Aangeleverde tekst
-*-*-
‘He, het wordt steeds beter zichtbaar, hoe het in elkaar steekt, die beide
evangeliën. Paulus brengt het evangelie van de onbesnedenen: genade.’
Dat blijft zo van a tot z. Waarbij z de levenspraktijk, de dagelijkse levens=-
wandel is. Daarvan zegt 2 Corinthiërs 5:7 : ‘wij wandelen door geloof,
niet door waarneming’. Dus onze levenswandel wordt gekenmerkt
door geloof. Veel christenen/gelovigen wandelen op basis van wat zij
voelen, waarnemen met ogen en oren. Niet op het Woord. Men is heel
erg bezig met zien/horen/voelen/ervaren. Maar dat maakt onzeker.
‘Maar Paulus geeft toch ook veel aanwijzingen voor ons gedrag?’
Jawel, en dat is altijd in genade. Het is nooit een opnieuw opleggen
van regels en dergelijke. Zo wordt het wel vaak opgevat en uitgelegd,
maar dat is niet de toon waarmee de apostel schrijft. Hij is veel meer
logisch bezig in de zin van: als je het evangelie hebt leren kennen en
je bewust bent van wie je bent in Gods ogen, dan is het logisch dat je
leven er zo en zo uit gaat zien. De blijdschap over je redding in genade
leef je dan uit.
‘Maar niets moet. Geen enkele verplichting.’
Juist. We leven volledig ontspannen in de zonneschijn van Zijn genade.
-*-*-
Aangeleverde records
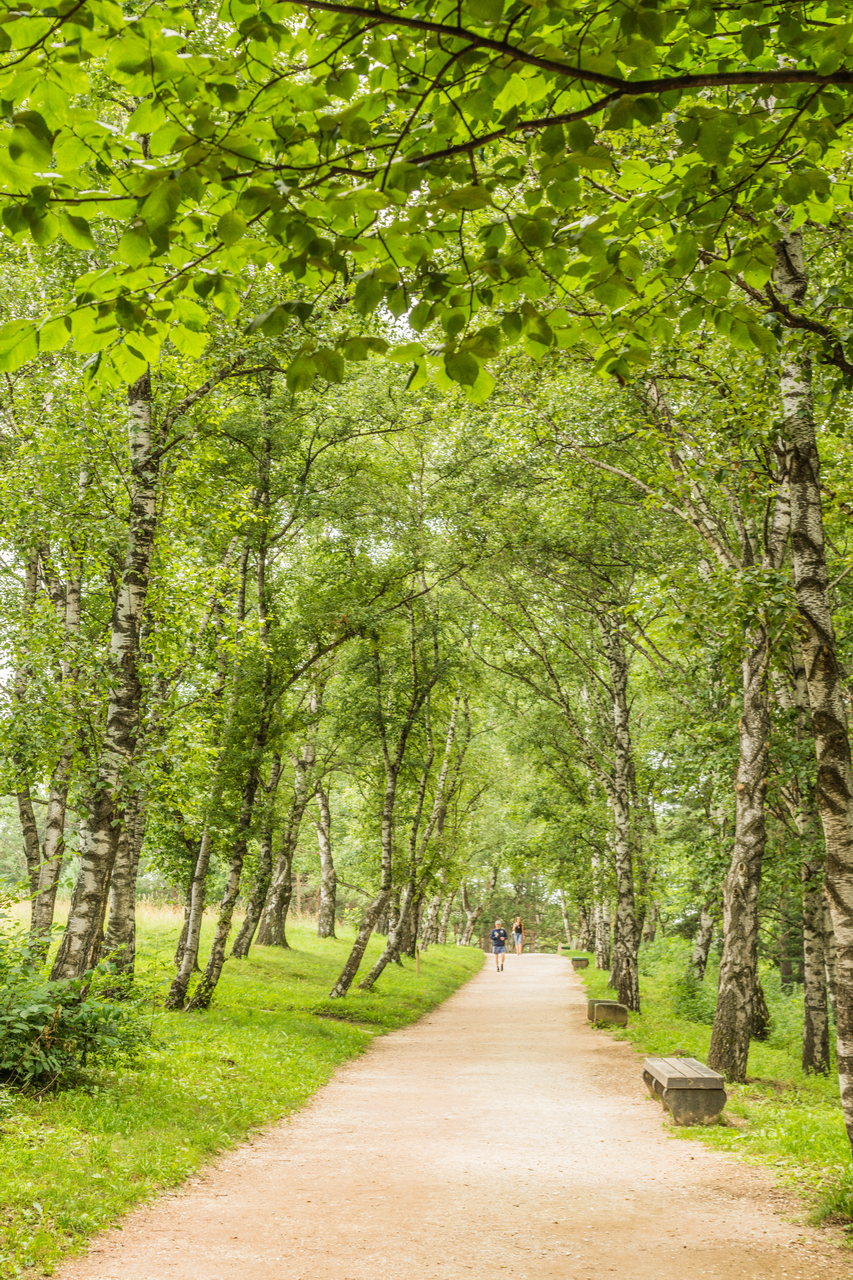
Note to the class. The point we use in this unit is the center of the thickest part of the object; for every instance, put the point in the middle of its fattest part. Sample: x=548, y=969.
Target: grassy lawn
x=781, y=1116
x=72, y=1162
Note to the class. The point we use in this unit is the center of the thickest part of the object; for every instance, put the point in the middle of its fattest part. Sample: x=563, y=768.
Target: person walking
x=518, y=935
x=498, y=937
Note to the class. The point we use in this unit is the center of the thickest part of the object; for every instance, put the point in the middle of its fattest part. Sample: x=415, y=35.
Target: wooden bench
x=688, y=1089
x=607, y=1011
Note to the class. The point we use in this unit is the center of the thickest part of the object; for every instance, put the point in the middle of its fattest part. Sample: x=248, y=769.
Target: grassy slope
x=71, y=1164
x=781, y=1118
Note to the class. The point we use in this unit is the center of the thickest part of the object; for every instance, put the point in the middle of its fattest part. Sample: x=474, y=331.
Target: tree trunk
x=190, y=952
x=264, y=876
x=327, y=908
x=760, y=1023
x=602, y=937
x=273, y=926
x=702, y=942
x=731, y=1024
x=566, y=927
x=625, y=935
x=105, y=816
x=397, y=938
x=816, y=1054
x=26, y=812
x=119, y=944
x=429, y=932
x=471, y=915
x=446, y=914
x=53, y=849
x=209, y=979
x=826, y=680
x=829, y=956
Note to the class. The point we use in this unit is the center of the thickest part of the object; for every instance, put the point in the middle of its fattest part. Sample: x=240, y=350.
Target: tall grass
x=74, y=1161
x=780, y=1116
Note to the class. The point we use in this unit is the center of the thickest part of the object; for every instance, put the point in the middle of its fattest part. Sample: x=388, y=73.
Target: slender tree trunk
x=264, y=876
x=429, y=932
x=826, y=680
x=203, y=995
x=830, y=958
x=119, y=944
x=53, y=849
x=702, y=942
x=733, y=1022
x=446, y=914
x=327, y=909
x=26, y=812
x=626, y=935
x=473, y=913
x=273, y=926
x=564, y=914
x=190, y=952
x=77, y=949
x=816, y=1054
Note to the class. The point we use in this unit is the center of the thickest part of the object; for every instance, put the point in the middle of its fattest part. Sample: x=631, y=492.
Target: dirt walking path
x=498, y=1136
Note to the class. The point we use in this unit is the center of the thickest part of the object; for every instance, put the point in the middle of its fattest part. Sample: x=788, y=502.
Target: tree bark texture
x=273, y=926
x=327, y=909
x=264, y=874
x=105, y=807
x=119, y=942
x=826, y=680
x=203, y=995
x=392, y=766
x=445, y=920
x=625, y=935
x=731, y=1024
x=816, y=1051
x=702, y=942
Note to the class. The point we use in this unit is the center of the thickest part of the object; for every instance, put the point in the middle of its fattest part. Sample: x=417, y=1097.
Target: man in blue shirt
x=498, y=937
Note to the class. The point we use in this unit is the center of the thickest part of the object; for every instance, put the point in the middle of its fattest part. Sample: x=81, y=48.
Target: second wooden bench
-*-*-
Opdracht
Schrijf alstublieft het volgende stuk van de tekst over Paulus en het evangelie van de genade, aansluitend op de laatste zin.

Antwoord
Elke dag opnieuw met Hem leven, God schenkt ons elke dag Zijn over-
vloeiende genade, en dan wil je graag met Hem, je Vader, mee. Het is geen
enkele verplichting die we hebben. Alles is in ontspannenheid, er zit geen
wettische druk achter van: je moet – je moet- je moet, anders…..
‘Je merkt weleens anders in sommige gemeentes.’
Ja, je hebt van die gemeentes waar men wel van genade spreekt, maar in
de praktijk -soms heel erg subtiel- de regels (als wetten) worden opgelegd.
Er gaat dan -vaak van een voorganger- een subtiele, morele druk uit, om
maar vooral dit of dat te doen en dat en dat te laten. Die geeft dan in of aan
het einde van de preek een ‘opdracht’ mee, een ‘aanzet tot actie’.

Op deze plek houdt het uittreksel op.